Task goal – Reproduce each of the lines word for word.

───── Dataset content ─────

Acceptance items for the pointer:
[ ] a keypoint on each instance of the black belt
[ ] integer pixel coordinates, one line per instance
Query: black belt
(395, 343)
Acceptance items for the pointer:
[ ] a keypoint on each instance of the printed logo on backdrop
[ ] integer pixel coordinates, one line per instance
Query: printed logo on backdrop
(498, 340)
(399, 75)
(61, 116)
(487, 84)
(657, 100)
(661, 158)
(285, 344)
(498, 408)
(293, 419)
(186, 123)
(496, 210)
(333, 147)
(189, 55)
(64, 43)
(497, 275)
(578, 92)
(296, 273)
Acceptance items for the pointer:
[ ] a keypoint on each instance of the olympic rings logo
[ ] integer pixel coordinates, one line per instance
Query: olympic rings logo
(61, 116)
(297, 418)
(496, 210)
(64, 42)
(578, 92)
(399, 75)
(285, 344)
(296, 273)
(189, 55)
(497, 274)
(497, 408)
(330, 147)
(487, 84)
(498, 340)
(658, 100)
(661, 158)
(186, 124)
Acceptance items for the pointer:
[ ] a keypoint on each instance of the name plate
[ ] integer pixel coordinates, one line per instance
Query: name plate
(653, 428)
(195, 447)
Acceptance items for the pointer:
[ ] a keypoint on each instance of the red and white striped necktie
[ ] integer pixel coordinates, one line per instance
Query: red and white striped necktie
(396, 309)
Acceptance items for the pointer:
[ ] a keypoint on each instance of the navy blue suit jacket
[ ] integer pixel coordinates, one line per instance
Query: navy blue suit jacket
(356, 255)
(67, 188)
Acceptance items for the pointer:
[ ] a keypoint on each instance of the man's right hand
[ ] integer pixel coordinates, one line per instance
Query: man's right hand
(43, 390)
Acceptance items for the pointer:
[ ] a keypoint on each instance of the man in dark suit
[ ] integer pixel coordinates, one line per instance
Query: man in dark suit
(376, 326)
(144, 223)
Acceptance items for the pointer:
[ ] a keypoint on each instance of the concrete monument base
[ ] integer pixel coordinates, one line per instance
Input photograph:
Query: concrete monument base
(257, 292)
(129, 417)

─────

Exercise response –
Acceptance items for the pointer:
[ ] a keypoint on each instance of the black belt
[ ] integer pixel coordinates, one line per instance
Query: black belt
(395, 343)
Acceptance items for the pointer:
[ ] a keypoint on each instance of the printed logo on backdrop
[ ] integer pixel coordinates, one line per instance
Query: printed logo on backdrop
(498, 340)
(399, 75)
(61, 116)
(487, 84)
(657, 100)
(661, 158)
(285, 344)
(498, 408)
(293, 419)
(186, 123)
(496, 210)
(333, 147)
(189, 55)
(64, 43)
(497, 275)
(578, 92)
(296, 273)
Acceptance items for the pointer:
[ ] a keypoint on each instance of the olympic rings logo
[ ] integer pixel coordinates, one line per instance
Query: olympic rings logo
(61, 116)
(297, 418)
(496, 210)
(64, 42)
(578, 92)
(399, 75)
(285, 344)
(296, 273)
(189, 55)
(497, 274)
(497, 408)
(330, 147)
(487, 84)
(498, 340)
(658, 100)
(661, 158)
(186, 124)
Acceptance items for the pointer:
[ ] a keypoint on each instance of the name plate
[ ] integer pixel coordinates, one line per instance
Query: name plate
(653, 428)
(195, 447)
Acceptance items for the pointer:
[ ] a keypoint on each instance of the red and white striped necktie
[ ] integer pixel coordinates, one line per instance
Query: red and white striped necktie
(396, 309)
Acceptance items for the pointer:
[ ] a keypoint on each instance of the navy blue suit jacket
[ ] integer pixel coordinates, one line per instance
Query: navy blue suit jacket
(356, 255)
(67, 188)
Acceptance items for the pointer:
[ ] a keypoint on each instance of the man's right hand
[ ] integer pixel coordinates, one line per instance
Query: man's right hand
(43, 390)
Acceptance items for the pointer:
[ ] a keypoint on each instance of the man in dark suit
[ ] integer pixel coordinates, one line per instance
Query: man in dark suit
(376, 326)
(144, 223)
Acceptance items for the pointer:
[ ] a keypoint on each instance of the concrete monument base
[ ] integer pixel coordinates, one line per instance
Input photograph:
Query: concrete monument base
(257, 292)
(129, 417)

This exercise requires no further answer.